### Instructions
**1)** Check each statement against the bento box essay and answer yes or no, quoting the words from the essay that settle it. (a) The writer has the patience to cut smiling faces and cute animals onto the children's lunches. (b) The writer got the banana case at the Banana 2 Asian American Bloggers' Conference. (c) The banana cases could be bought in America.
**2)** Revise the stretch of the bento box essay from "I am always" through "my children’s lunches.", putting "dizzying" in place of "optimistic".
**3)** Pick up the bento box essay after its last sentence and keep writing it.

Ode to bento boxes and lunchboxes for back to school perfection
Hawaii's Bento Box Cookbook by Susan Yuen is full of delicious delights and too-cute lunches
In the hubbub of back to school preparations—registration, green emergency cards, forms, fees, textbooks, pictures, school supplies, backpacks, lunchboxes, scheduling extracurriculars, new lunch and snack ideas, catching up with old friends, etc., I keep ending up in the bento box or lunchbox section of every store I enter, be it the Chinese grocery store, the Japanese bookstore, Target, Walmart, CVS, or Busch’s grocery store.
Long after we have bought all the things we came for, when the children suddenly notice that I am no longer walking with them, they know where to find me. Mesmerized. Stammering. Strategizing lunches. Squealing over lunchboxes.
I am always looking for the perfect nonbreakable container — plastic or lacquered wood or metal or insulated thermos — in which to pack the perfect lunch that I send to school with my children. At this time of year, the fever reaches optimistic heights.
Making cute box lunches is an art form in Japan, and I am inspired by the various bento box cookbooks in which beautiful scenes and stories are created with food, even though I know I do not have the patience to cut so many smiling faces and cute animals onto my children’s lunches.
We have delightful plastic boxes emblazoned with Keroppi and Hello Kitty, old-fashioned Japanese-style lacquered bento boxes with multiple partitions, tiered metal Indian-style tiffins, modern plasticware with built-in ice packs, insulated containers for hot soup, microwavable insulated containers for leftovers, thermoses of all sizes, small lunchbox-sized chopsticks with matching chopstick holders, drink containers, Blue Ice, etc.
We also have fish, bear and elephant-shaped musubi makers. We have dinosaur-shaped sandwich cutters. We have Hello Kitty-shaped ice cube makers. We even have hard-boiled egg molders to shape hard-boiled eggs into adorable bear and cat shapes.
I carefully label all the containers and lids and partitions and chopsticks and icepacks.
The first day of school is the first and last day I successfully match all the right lids to the right boxes to the right kids. Real life is not so tidy as the pictures in the cookbook. Things get messier as the year progresses. By June, no one wants to eat my lunches.
The best bento box we ever had was a plastic yellow banana case. I received it at the Banana 2 Asian American Bloggers’ Conference as swag promoting a new Asian American website. Everyone was excited about the cool new website, but I was excited because these specialized banana cases were not sold in America; they were previously available only in Japan.

### Information provided
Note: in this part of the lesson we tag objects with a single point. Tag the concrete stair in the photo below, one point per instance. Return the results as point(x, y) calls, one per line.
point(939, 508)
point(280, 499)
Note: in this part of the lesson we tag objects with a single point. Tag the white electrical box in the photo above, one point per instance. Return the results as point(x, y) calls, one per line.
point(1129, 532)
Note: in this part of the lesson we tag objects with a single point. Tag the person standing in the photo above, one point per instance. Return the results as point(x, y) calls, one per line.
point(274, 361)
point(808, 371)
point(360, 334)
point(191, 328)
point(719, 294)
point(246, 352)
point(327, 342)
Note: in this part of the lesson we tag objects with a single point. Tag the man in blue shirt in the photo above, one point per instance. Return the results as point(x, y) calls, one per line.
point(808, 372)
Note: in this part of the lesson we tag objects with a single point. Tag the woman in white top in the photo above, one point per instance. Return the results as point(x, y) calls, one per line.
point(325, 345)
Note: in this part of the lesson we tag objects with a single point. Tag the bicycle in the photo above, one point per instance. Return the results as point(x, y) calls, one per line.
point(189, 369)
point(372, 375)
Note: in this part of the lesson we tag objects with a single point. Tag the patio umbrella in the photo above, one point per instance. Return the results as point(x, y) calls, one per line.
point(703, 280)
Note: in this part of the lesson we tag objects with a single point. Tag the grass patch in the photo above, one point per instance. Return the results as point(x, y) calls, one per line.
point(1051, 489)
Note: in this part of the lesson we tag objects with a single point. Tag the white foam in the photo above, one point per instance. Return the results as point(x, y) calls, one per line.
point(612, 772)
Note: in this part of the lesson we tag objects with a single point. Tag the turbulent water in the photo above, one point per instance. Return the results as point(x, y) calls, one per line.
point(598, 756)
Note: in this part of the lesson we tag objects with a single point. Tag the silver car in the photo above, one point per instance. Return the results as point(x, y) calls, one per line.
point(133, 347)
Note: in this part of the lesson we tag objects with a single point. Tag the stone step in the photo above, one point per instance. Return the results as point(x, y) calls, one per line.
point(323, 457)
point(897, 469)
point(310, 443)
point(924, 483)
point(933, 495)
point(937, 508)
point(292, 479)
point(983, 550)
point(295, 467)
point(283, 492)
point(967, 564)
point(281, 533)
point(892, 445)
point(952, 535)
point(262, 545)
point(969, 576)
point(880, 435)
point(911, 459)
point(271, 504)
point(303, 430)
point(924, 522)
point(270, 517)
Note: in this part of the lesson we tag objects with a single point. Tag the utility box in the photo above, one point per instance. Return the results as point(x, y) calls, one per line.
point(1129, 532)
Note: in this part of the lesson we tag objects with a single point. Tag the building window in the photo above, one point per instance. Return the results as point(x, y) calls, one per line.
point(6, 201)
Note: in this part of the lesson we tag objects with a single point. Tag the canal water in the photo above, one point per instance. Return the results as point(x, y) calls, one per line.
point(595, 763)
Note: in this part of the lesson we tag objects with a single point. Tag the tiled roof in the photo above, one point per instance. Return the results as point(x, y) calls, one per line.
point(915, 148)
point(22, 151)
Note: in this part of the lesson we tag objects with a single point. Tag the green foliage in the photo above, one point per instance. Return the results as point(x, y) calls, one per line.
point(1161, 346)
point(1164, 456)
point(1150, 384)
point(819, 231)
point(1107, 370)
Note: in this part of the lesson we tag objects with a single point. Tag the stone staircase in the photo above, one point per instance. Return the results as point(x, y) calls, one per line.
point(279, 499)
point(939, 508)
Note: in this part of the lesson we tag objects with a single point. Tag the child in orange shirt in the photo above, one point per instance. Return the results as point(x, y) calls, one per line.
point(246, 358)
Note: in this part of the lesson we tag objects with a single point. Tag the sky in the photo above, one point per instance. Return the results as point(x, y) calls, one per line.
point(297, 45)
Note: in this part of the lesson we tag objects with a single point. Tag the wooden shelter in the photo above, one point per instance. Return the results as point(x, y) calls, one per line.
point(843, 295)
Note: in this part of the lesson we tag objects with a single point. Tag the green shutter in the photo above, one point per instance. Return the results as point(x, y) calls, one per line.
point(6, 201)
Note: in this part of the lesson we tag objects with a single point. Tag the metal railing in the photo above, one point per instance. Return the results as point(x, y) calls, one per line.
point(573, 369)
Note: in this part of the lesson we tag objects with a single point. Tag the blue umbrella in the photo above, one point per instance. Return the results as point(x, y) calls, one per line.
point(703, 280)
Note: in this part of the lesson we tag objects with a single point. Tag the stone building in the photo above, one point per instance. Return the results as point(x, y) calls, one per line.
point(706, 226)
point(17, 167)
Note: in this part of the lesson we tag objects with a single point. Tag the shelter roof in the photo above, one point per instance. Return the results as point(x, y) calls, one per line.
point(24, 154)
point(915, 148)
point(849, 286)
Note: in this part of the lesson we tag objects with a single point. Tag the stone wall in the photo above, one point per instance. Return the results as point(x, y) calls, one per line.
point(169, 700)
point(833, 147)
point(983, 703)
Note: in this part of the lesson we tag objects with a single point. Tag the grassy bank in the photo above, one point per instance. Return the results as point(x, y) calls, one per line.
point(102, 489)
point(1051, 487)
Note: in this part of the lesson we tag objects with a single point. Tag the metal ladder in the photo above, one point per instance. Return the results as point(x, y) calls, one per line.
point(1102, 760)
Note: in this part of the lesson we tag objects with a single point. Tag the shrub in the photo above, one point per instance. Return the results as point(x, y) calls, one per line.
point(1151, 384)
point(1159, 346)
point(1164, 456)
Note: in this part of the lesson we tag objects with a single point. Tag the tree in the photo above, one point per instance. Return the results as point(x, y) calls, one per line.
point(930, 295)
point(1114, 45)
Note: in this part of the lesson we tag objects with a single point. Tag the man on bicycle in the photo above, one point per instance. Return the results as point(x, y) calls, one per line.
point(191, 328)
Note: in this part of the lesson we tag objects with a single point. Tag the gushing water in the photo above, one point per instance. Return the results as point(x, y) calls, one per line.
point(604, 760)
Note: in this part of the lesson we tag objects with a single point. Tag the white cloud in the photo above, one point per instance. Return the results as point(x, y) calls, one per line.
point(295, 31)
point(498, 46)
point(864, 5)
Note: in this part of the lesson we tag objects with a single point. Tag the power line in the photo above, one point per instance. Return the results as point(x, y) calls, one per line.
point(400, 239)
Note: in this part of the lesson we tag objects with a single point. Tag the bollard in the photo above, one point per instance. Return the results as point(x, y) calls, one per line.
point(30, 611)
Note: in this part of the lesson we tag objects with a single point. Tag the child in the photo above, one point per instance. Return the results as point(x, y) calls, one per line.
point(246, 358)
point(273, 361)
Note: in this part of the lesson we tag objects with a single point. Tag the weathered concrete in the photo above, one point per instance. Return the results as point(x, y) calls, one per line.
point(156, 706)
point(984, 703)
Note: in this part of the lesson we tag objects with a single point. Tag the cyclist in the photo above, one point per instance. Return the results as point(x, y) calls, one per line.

### Exercise responses
**1)**
(a) No: "even though I know I do not have the patience to cut so many smiling faces and cute animals onto my children’s lunches."
(b) Yes: "I received it at the Banana 2 Asian American Bloggers’ Conference as swag promoting a new Asian American website."
(c) No: "these specialized banana cases were not sold in America; they were previously available only in Japan."

**2)**
I am always looking for the perfect nonbreakable container — plastic or lacquered wood or metal or insulated thermos — in which to pack the perfect lunch that I send to school with my children. At this time of year, the fever reaches dizzying heights.
Making cute box lunches is an art form in Japan, and I am inspired by the various bento box cookbooks in which beautiful scenes and stories are created with food, even though I know I do not have the patience to cut so many smiling faces and cute animals onto my children’s lunches.

**3)**
I had been looking for one for years, ever since I first saw one in preschooler Theo’s lunchbox. They are quirky, to be sure — curved, yellow, hinged, banana-shaped plastic boxes with airholes — but they do the impossible and keep bananas crisp and yellow and bruise-free without that horrible brown warm-banana-in-a-lunchbox smell. (I have tried cramming curved bananas into long rectangular boxes and leaving the lid cracked open to simulate the airflow and it does not work).
Unfortunately, someone who should not have been peeking peeked into our house and saw — not the most ingenious lunchbox accessory every invented, but — “a yellow dildo” sitting on my kitchen table, causing quite the ruckus in community gossip, “A yellow dildo on her kitchen table!” (It says “banana case” right on it).
Soon thereafter, the scandalous tupperware mysteriously disappeared from 7-year-old Little Brother’s Hawaiian-print lunchbox.
Sadness! Stolen! I searched everywhere.
Now all that is left is this ode to a bento box.
Note: University of Michigan Musicology Professor and Director of the University of Michigan Confucius Institute Joseph Lam will be giving a lecture on “The University of Michigan Symphony Band Musiks in China: A Case Study of Music as Cultural Discourse” on Friday, Sept. 9 at 5 p.m., Pendleton Room, Michigan Union, 530 S. State, Ann Arbor. Free and open to the public. Light refreshments will be served. Co-sponsored by the Department of Musicology, U-M School of Music, Theatre & Dance.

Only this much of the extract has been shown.